§ **WHAT TO PRODUCE**
The data below is to be repeated in full, exactly as shown.
*** Opening of MATERIAL FOR THIS EXERCISE ***
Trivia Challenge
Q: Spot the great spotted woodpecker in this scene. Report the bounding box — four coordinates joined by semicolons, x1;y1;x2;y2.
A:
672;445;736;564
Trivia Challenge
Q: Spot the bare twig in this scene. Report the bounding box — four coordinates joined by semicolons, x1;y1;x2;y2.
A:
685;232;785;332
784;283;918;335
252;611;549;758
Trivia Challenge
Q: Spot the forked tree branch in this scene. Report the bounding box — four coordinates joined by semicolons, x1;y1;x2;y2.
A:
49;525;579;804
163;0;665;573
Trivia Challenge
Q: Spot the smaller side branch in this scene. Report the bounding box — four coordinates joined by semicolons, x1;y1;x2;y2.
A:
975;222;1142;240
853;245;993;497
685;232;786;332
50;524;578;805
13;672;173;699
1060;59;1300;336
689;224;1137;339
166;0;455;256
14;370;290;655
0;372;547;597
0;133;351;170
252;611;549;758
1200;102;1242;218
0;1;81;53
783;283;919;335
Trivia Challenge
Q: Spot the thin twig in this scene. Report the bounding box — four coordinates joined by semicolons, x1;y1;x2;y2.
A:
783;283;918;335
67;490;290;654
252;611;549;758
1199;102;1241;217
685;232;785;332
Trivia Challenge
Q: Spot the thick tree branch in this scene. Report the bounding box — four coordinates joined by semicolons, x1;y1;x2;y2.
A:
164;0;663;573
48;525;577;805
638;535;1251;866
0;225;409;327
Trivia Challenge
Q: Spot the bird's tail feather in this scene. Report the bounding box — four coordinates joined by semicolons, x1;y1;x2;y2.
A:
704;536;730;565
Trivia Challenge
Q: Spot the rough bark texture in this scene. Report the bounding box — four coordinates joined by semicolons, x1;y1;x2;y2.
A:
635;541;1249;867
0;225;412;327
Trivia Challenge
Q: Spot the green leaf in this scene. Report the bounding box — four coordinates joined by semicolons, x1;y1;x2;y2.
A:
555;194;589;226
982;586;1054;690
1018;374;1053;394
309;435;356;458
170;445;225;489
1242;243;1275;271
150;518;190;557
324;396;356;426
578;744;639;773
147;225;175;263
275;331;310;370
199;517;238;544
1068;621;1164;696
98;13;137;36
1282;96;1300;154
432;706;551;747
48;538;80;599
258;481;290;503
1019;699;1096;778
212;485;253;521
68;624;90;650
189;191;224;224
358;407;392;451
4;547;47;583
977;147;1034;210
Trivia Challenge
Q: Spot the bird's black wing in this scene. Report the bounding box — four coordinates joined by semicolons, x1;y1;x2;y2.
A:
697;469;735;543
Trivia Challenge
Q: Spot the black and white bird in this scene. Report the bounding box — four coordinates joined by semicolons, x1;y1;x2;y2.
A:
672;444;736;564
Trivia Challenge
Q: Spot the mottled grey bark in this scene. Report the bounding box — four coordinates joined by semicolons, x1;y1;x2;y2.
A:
*** Close of MATERIAL FOR THIS EXERCISE ***
§ **WRITTEN ANSWER**
Trivia Challenge
Q: Spot the great spotted woodpecker in this scene. Report the bounding box — four coordinates joined by semicolons, x1;y1;x2;y2.
A:
672;445;736;564
Trivia Challenge
Q: Spot the bare twig in this scene. Report the bounding box — four coordinates joined by semicolons, x1;y1;x2;y2.
A:
685;232;785;332
784;283;918;335
252;611;549;758
Trivia Challenge
Q: Spot the forked tree branch in this scene. Report the bounding box — four coordinates joined by semicolons, x1;y1;x2;y2.
A:
49;525;579;804
163;0;665;573
Trivia Challenge
Q: Spot the smaller side branch in this scene. Report the bounding box — four coordinates joined by semicolons, x1;y1;x2;y2.
A:
975;222;1142;240
853;245;993;497
685;232;786;332
50;524;578;805
13;672;173;699
1060;59;1300;336
689;224;1137;339
166;0;455;256
14;370;290;655
0;372;547;597
0;133;351;170
252;611;549;758
1200;102;1242;218
0;1;81;53
783;283;919;335
Trivia Challenge
Q: Spot the thin twig in this scene. Report the bounding box — four coordinates joined by semicolons, x1;y1;x2;y2.
A:
783;283;918;335
67;490;290;654
252;611;549;758
1199;102;1241;217
685;232;785;332
Trivia Challenge
Q: Spot the thick tree branch in this scene. Report the bounding box — four coordinates joined by semicolons, x1;y1;x2;y2.
A:
164;0;663;573
48;525;577;805
638;535;1251;866
0;225;409;327
Trivia Challenge
Q: Spot the bird's tail feather in this scene. Report the bounding box — four coordinates joined by semicolons, x1;y1;x2;y2.
A:
704;536;730;565
Trivia Challenge
Q: Spot the rough bark texture in this scene. Report the bounding box — four coordinates joined by semicolons, x1;y1;x2;y2.
A:
635;541;1249;867
0;225;412;327
Trivia Challenge
Q: Spot the green leaf in this scene. Report the bounding box — four coordinates joined by semicolons, x1;y1;x2;y2.
A:
555;194;589;226
982;586;1054;690
1018;374;1053;394
309;435;356;458
170;445;225;489
1242;243;1275;271
150;518;190;557
324;396;356;426
578;744;639;773
147;225;175;263
275;331;310;370
199;517;238;544
1068;621;1164;696
98;13;137;36
1282;96;1300;154
432;706;551;747
48;538;80;599
258;481;290;503
1019;699;1096;778
212;485;253;521
68;624;90;650
189;191;224;224
358;407;392;451
4;547;47;583
977;147;1034;210
Trivia Challenge
Q: Spot the bird's black wing in this scene. Report the bounding box — four coordinates joined by semicolons, x1;y1;x2;y2.
A:
697;469;735;543
Trivia Challenge
Q: Spot the black and white bird in this scene. Report the bounding box — four coordinates joined by semicolons, x1;y1;x2;y2.
A:
672;444;736;564
Trivia Challenge
Q: Spot the mottled grey bark in this scene. Report the bounding box — four coordinates joined by semicolons, x1;y1;x2;y2.
A:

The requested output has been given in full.